What to work on –
Transcribe only the lines between the first line of the records and the line containing "Indicate the string", inclusive, exactly as written.
Excerpted records Block Start
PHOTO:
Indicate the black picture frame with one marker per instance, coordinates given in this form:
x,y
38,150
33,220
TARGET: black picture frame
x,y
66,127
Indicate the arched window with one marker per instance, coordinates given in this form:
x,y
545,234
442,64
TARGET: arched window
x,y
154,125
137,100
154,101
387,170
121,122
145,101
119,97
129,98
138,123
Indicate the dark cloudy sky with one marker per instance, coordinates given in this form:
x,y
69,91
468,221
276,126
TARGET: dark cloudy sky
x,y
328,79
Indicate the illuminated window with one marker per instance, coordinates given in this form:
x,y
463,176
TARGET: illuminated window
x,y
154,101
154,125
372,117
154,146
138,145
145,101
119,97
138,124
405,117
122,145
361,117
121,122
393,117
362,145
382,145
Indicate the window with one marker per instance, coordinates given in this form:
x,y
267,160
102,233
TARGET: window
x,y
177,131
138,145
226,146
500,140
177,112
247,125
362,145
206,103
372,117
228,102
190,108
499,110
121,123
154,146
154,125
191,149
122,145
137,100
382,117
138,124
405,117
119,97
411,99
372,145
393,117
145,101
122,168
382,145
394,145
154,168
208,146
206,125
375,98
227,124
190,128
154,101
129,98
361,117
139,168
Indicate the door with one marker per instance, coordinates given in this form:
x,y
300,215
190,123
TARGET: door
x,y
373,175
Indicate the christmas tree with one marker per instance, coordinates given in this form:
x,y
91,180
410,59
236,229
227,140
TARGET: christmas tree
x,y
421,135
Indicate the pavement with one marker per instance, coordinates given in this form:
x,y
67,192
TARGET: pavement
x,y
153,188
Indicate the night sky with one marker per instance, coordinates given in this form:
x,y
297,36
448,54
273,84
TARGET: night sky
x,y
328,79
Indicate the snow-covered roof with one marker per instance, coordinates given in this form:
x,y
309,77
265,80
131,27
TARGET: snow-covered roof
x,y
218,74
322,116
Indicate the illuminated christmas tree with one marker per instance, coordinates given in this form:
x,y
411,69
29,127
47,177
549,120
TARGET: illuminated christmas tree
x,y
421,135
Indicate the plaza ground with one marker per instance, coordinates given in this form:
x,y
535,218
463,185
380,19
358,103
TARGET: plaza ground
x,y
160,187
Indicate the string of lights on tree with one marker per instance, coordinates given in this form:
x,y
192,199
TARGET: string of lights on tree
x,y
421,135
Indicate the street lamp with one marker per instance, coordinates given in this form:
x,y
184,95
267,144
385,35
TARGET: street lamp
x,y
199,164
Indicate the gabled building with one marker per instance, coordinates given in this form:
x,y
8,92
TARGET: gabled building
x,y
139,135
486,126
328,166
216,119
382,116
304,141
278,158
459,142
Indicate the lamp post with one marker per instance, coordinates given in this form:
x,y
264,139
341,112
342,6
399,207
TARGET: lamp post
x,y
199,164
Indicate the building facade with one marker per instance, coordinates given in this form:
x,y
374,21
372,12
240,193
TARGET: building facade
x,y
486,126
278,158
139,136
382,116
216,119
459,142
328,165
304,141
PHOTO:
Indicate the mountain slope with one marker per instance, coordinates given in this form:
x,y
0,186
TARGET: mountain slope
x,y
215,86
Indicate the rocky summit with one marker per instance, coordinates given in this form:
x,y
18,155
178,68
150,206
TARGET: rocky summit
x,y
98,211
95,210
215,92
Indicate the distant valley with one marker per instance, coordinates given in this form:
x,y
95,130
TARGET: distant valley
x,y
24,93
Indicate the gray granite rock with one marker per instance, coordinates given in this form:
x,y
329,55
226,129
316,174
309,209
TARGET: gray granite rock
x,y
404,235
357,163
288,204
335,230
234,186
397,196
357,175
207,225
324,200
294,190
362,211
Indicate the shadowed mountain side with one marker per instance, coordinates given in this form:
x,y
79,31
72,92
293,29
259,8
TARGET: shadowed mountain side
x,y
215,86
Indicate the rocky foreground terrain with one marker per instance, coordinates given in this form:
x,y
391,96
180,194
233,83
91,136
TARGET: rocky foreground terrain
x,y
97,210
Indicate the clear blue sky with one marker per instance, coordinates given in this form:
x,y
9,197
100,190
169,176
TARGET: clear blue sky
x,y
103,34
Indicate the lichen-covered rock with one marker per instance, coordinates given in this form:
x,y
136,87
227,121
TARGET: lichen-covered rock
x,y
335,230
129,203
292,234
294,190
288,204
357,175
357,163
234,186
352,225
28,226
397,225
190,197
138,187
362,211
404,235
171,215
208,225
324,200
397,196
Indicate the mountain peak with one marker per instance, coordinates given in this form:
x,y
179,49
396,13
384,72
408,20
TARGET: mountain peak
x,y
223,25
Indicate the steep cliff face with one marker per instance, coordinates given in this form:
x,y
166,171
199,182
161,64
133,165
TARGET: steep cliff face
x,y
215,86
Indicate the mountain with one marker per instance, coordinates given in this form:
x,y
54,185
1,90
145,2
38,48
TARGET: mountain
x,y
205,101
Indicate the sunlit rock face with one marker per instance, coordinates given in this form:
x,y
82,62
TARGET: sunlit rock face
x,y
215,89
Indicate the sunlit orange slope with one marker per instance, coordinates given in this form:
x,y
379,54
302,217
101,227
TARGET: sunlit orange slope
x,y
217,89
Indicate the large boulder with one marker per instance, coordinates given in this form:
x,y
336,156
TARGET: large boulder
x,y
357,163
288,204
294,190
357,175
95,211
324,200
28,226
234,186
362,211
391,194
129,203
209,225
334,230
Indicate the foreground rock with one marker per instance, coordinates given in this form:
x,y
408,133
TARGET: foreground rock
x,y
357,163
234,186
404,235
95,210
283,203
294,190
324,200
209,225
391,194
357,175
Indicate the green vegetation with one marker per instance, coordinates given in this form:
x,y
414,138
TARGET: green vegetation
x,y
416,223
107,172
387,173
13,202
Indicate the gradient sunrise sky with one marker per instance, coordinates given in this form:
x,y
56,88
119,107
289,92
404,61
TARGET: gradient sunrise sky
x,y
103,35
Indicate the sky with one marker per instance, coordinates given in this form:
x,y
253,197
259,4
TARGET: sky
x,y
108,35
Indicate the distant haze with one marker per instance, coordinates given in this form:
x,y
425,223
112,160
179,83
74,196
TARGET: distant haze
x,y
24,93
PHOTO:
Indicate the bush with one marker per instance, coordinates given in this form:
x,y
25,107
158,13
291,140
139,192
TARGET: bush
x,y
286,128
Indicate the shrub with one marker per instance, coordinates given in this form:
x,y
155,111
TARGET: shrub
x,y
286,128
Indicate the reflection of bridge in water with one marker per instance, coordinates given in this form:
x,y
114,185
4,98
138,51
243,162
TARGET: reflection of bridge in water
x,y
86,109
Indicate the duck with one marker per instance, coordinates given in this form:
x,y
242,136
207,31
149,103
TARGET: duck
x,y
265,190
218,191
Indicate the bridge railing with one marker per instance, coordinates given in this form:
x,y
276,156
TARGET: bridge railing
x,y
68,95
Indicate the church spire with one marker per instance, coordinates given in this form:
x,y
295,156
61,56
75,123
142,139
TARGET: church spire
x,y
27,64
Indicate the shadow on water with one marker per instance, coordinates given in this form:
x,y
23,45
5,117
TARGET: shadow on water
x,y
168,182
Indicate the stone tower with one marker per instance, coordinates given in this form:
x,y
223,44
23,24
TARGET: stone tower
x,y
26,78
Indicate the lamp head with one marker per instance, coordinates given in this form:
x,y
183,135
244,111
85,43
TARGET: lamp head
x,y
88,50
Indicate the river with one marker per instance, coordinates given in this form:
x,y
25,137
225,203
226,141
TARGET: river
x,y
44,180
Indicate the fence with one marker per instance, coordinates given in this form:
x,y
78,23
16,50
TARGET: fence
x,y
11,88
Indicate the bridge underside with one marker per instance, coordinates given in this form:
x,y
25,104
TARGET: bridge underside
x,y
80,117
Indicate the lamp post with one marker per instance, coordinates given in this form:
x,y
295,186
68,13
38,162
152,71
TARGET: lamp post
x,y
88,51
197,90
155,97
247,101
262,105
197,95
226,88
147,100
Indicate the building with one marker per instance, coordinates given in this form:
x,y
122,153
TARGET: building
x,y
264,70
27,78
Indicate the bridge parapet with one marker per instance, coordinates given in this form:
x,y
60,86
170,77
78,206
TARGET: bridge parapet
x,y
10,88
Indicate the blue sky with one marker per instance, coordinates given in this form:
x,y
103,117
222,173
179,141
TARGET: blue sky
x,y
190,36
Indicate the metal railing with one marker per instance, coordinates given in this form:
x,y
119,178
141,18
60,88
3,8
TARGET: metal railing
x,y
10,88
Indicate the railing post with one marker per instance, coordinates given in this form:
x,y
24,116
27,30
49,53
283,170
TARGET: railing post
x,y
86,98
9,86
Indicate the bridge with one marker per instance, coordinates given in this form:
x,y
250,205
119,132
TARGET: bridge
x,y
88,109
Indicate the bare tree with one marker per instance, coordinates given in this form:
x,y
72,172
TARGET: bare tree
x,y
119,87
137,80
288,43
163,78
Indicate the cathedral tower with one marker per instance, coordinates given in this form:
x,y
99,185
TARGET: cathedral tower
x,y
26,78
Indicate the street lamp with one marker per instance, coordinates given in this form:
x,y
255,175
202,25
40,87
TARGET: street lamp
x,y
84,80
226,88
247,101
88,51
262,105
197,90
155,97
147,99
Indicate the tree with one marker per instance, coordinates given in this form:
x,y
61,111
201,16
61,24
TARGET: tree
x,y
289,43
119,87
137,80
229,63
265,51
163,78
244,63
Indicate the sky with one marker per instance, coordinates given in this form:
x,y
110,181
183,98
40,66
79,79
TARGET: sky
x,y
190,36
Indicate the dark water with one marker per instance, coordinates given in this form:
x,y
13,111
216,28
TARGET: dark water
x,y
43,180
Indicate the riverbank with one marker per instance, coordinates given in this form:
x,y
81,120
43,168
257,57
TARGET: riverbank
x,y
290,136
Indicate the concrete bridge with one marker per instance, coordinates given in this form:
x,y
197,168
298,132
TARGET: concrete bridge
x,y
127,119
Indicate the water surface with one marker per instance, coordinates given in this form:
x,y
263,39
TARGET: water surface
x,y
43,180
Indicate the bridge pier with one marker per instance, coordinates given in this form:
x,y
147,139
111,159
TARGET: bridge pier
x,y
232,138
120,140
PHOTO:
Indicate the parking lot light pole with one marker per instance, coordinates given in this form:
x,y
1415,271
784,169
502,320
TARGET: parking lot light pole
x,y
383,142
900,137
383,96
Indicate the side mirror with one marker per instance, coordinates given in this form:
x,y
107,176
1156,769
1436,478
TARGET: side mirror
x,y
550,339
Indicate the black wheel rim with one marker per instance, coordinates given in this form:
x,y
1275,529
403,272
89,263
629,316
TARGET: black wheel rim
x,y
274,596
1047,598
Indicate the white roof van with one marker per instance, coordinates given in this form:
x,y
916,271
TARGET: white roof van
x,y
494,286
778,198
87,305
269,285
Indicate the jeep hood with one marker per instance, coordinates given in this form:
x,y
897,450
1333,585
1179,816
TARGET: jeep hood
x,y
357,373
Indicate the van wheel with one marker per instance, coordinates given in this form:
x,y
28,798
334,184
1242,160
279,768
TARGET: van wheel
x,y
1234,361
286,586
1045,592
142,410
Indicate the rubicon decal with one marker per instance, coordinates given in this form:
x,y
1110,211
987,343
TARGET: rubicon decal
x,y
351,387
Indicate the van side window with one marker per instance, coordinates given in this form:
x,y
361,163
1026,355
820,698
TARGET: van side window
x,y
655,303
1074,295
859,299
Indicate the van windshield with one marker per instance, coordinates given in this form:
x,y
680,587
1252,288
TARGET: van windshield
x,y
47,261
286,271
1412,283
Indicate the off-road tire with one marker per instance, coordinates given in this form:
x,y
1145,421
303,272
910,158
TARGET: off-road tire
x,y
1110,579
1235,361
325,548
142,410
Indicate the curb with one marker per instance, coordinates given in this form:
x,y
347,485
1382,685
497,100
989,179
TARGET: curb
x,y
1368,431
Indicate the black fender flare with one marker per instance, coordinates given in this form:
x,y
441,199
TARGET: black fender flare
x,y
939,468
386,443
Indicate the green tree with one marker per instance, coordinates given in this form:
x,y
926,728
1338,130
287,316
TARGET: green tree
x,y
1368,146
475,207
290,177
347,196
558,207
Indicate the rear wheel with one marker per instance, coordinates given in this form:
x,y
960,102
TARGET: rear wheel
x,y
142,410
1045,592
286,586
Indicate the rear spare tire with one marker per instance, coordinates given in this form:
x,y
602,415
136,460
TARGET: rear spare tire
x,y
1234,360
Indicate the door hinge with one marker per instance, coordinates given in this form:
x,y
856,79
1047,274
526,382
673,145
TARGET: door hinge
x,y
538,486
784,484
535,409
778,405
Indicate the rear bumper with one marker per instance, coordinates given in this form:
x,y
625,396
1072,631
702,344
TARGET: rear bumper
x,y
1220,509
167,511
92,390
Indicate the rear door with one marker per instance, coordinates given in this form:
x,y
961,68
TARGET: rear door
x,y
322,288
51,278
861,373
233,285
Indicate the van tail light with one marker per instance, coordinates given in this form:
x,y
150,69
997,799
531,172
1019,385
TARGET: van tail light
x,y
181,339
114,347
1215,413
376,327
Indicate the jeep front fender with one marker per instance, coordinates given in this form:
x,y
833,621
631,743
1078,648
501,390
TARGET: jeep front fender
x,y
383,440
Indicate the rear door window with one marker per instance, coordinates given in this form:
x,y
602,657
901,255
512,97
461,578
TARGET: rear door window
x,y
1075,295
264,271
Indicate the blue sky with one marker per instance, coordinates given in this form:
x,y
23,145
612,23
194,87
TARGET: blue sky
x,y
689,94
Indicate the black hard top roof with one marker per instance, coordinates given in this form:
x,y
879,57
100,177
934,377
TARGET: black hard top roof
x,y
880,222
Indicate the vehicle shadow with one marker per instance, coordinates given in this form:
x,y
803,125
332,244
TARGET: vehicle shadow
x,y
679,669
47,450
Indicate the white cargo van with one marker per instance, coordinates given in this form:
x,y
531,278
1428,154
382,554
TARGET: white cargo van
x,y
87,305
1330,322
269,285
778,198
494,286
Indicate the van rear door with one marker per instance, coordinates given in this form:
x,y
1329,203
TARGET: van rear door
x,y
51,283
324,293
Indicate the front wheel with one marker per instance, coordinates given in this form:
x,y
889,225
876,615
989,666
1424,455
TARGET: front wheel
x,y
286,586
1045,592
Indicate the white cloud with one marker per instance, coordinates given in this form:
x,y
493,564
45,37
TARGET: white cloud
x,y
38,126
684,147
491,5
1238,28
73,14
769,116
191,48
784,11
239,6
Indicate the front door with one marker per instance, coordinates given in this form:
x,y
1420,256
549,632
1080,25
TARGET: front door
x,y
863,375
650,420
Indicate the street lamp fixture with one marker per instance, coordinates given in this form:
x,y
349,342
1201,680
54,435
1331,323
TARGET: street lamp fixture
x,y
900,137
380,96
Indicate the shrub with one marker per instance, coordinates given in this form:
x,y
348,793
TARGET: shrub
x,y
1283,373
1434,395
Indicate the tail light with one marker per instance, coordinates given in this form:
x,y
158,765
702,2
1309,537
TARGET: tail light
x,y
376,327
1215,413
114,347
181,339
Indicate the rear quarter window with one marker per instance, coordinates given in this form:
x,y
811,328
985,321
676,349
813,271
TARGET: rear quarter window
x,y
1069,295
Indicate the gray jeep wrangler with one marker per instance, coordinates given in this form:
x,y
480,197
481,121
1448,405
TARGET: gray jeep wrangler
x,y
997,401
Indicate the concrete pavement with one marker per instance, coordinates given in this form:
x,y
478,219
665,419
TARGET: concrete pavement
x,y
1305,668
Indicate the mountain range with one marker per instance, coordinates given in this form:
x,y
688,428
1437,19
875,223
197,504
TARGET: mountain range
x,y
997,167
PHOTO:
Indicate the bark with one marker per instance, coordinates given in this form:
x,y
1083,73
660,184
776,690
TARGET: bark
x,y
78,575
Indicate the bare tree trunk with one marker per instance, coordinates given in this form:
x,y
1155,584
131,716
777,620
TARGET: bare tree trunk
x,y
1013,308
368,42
Excerpted records Block End
Result for this task –
PHOTO:
Indicate the black picture frame with one marker per instance, coordinates given in this form:
x,y
38,150
33,220
TARGET: black picture frame
x,y
66,127
Indicate the arched window with one marker per instance, coordinates given in this form:
x,y
545,234
442,64
TARGET: arched window
x,y
154,125
137,100
154,101
387,170
121,122
145,101
119,97
129,98
138,123
Indicate the dark cloudy sky with one marker per instance, coordinates given in this form:
x,y
69,91
468,221
276,126
TARGET: dark cloudy sky
x,y
328,79
Indicate the illuminated window with one marker per instance, coordinates given in this form:
x,y
463,176
TARGET: illuminated window
x,y
154,101
154,125
372,117
154,146
138,145
145,101
119,97
138,124
405,117
122,145
361,117
121,122
393,117
362,145
382,145
Indicate the window with one marker per instance, coordinates given in this form:
x,y
267,160
102,233
TARGET: window
x,y
177,131
138,145
226,146
500,140
177,112
247,125
362,145
206,103
372,117
228,102
190,108
499,110
121,123
154,146
154,125
191,149
122,145
137,100
382,117
138,124
405,117
119,97
411,99
372,145
393,117
145,101
122,168
382,145
394,145
154,168
208,146
206,125
375,98
227,124
190,128
154,101
129,98
361,117
139,168
Indicate the door with one marker per instance, coordinates given in this form:
x,y
300,215
190,123
TARGET: door
x,y
373,175
Indicate the christmas tree with one marker per instance, coordinates given in this form:
x,y
91,180
410,59
236,229
227,140
TARGET: christmas tree
x,y
421,135
Indicate the pavement with one marker per instance, coordinates given in this form:
x,y
67,192
TARGET: pavement
x,y
153,188
Indicate the night sky with one marker per instance, coordinates given in this form:
x,y
297,36
448,54
273,84
TARGET: night sky
x,y
328,79
Indicate the snow-covered roof with one marker per instance, coordinates given in this form:
x,y
309,77
265,80
131,27
TARGET: snow-covered roof
x,y
218,74
322,116
Indicate the illuminated christmas tree with one marker per instance, coordinates given in this form:
x,y
411,69
29,127
47,177
549,120
TARGET: illuminated christmas tree
x,y
421,135
Indicate the plaza ground with one marker per instance, coordinates given in this form:
x,y
535,218
463,185
380,19
358,103
TARGET: plaza ground
x,y
160,187
Indicate the string of lights on tree with one marker per instance, coordinates given in this form:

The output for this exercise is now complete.